INSTRUCTIONS FOR THE TASK:
Convert each line of the records below into a JSON list of strings, one string per line, omitting any blank lines.

┌────────

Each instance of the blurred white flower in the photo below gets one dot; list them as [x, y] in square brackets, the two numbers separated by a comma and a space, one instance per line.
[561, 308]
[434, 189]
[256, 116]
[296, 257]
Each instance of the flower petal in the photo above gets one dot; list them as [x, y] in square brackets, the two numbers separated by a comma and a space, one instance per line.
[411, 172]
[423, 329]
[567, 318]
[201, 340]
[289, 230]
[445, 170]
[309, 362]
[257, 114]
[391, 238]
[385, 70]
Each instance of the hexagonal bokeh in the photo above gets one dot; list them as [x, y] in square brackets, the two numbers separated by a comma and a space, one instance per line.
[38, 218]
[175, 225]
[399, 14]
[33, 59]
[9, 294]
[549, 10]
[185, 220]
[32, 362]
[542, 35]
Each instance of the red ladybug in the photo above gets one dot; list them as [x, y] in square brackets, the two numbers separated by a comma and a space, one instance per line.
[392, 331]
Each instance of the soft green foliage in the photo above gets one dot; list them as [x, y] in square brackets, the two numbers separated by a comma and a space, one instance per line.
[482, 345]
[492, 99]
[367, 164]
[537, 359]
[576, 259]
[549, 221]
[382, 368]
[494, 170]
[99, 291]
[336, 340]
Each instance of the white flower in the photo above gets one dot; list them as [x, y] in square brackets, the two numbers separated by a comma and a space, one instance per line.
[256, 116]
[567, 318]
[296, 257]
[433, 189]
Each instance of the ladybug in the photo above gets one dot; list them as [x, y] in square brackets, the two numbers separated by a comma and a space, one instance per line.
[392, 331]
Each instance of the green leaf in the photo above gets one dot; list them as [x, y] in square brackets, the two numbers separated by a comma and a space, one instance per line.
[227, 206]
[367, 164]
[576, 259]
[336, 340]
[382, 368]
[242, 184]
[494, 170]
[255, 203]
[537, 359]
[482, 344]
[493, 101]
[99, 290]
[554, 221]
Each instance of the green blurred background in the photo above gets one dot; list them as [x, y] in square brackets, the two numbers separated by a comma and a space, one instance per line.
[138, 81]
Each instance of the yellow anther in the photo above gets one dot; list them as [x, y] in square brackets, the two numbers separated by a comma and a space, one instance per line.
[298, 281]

└────────

TASK ANSWER:
[
  "Each instance of the blurred white flower in the photo below gets one dot; list them as [x, y] in square brackets, the two numbers separated by a comma and a space, one instance per line.",
  "[561, 308]",
  "[434, 189]",
  "[256, 116]",
  "[296, 257]",
  "Each instance of the flower petal in the photo above gets one dot; list them as [x, y] in square brackets, the two numbers separated by a comma and a space, one instance per line.",
  "[411, 172]",
  "[423, 329]",
  "[567, 318]",
  "[201, 340]",
  "[289, 230]",
  "[445, 170]",
  "[309, 362]",
  "[257, 114]",
  "[391, 238]",
  "[385, 70]",
  "Each instance of the hexagonal bokeh in the photo above gets one dot; list them as [x, y] in square brackets, the two numbers separated by a comma and a space, one instance per line.",
  "[38, 218]",
  "[175, 225]",
  "[399, 14]",
  "[33, 59]",
  "[9, 294]",
  "[549, 10]",
  "[185, 220]",
  "[32, 362]",
  "[542, 35]",
  "Each instance of the red ladybug in the photo above gets one dot; list them as [x, y] in square brackets, the two numbers separated by a comma and a space, one instance per line.",
  "[392, 331]",
  "Each instance of the soft green foliage in the photo above gets one dot; list them as [x, y] in square brackets, the two numbers separated by a comma and a space, one instance per line.",
  "[482, 345]",
  "[492, 99]",
  "[367, 164]",
  "[537, 359]",
  "[576, 259]",
  "[549, 221]",
  "[382, 368]",
  "[494, 170]",
  "[99, 291]",
  "[336, 340]",
  "Each instance of the white flower in the photo above gets one dot; list them as [x, y] in square brackets, the two numbers separated by a comma and a space, one instance per line.",
  "[256, 116]",
  "[567, 318]",
  "[296, 257]",
  "[433, 189]",
  "Each instance of the ladybug in the photo above gets one dot; list them as [x, y] in square brackets, the two numbers separated by a comma and a space, one instance per line.",
  "[392, 331]",
  "Each instance of the green leaf in the photo above gets one dot; list them as [x, y] in square brackets, the two numbers separated by a comma and a space, one instance per line.",
  "[227, 206]",
  "[367, 164]",
  "[576, 259]",
  "[336, 340]",
  "[382, 368]",
  "[242, 184]",
  "[494, 170]",
  "[255, 203]",
  "[537, 359]",
  "[482, 344]",
  "[493, 101]",
  "[99, 290]",
  "[554, 221]",
  "Each instance of the green blurred background in the photo above gets one dot; list them as [x, y] in square brackets, the two numbers separated by a comma and a space, one instance per line.",
  "[138, 81]",
  "Each instance of the yellow anther in the photo above gets one dot; list them as [x, y] in square brackets, the two numbers separated by a comma and a space, one instance per line.",
  "[298, 281]"
]